→ What this task involves:
Lay out the lines below as a Markdown table with the columns "Row" and "Line," skipping blank lines. Include only the lines from the one containing "In this exercise you will locate the scaly" through the end of the records, both ends included.

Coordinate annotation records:
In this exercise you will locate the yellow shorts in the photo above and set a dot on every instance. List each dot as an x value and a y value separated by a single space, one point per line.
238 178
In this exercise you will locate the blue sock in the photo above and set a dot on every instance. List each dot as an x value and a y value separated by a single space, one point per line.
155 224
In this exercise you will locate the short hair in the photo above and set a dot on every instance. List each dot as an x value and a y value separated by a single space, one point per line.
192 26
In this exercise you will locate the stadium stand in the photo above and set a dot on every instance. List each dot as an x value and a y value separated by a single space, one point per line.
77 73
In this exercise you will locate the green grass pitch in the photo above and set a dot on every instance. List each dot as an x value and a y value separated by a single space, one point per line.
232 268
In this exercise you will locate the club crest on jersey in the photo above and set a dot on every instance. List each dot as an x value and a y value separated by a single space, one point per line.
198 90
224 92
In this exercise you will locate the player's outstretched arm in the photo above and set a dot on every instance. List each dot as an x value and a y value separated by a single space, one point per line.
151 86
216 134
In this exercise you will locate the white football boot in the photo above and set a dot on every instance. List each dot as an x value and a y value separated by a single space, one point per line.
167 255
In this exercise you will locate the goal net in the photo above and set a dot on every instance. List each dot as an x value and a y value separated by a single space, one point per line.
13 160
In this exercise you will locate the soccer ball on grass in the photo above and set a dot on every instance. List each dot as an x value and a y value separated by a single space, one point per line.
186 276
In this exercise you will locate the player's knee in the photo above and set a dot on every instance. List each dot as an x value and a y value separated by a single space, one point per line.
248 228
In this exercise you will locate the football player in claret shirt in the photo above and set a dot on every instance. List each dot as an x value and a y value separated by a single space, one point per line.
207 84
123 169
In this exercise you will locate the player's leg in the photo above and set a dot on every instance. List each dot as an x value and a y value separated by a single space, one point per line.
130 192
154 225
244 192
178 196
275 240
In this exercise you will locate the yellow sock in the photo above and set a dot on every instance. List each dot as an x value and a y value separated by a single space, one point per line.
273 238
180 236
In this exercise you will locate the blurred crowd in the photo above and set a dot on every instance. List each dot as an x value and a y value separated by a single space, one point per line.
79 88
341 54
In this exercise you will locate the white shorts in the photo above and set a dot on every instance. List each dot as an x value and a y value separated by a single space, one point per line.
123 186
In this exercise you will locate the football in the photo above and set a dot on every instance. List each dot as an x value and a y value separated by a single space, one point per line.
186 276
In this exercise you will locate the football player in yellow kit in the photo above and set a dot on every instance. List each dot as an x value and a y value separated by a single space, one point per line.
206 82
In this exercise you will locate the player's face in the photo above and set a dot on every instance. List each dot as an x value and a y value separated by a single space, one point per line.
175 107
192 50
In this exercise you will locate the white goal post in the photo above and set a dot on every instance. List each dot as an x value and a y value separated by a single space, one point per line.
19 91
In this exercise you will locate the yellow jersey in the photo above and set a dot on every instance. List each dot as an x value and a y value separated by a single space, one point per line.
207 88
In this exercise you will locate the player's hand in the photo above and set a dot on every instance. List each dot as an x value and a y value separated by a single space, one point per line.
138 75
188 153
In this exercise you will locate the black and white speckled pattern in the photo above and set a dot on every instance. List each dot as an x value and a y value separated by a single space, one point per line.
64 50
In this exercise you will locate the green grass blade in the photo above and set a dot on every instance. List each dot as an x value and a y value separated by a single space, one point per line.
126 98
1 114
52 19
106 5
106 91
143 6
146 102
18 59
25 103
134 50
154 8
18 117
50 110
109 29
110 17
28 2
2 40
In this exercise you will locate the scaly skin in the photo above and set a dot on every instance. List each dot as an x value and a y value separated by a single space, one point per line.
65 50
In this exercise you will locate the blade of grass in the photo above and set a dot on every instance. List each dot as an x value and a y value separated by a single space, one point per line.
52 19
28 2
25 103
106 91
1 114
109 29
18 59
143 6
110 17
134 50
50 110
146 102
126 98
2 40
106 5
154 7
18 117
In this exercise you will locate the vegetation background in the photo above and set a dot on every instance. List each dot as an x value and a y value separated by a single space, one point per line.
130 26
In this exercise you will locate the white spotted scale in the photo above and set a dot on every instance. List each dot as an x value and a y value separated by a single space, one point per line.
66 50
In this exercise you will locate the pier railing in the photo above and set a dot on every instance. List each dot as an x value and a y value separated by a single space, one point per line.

→ Task output:
| Row | Line |
|---|---|
| 1 | In this exercise you will locate the scaly skin in the photo above and set a dot on every instance. List each dot as an x value and a y value separated by a single space, one point per line. |
| 2 | 65 50 |
| 3 | In this exercise you will locate the blade of grass in the photo above and set a dot on every instance. List each dot as an x value and a y value separated by a single space, one point per line. |
| 4 | 52 19 |
| 5 | 28 2 |
| 6 | 25 103 |
| 7 | 106 91 |
| 8 | 1 114 |
| 9 | 109 29 |
| 10 | 18 59 |
| 11 | 143 6 |
| 12 | 110 17 |
| 13 | 134 50 |
| 14 | 50 110 |
| 15 | 146 102 |
| 16 | 126 98 |
| 17 | 2 40 |
| 18 | 106 5 |
| 19 | 154 7 |
| 20 | 18 117 |
| 21 | In this exercise you will locate the vegetation background in the photo above and set a dot on every instance. List each dot as an x value and a y value separated by a single space, one point per line. |
| 22 | 130 26 |
| 23 | In this exercise you will locate the white spotted scale in the photo above and set a dot on every instance. List each dot as an x value and a y value separated by a single space, one point per line. |
| 24 | 66 50 |
| 25 | In this exercise you will locate the pier railing in the photo above and set a dot on every instance. List each dot as an x value and a y value separated by a single space, one point per line. |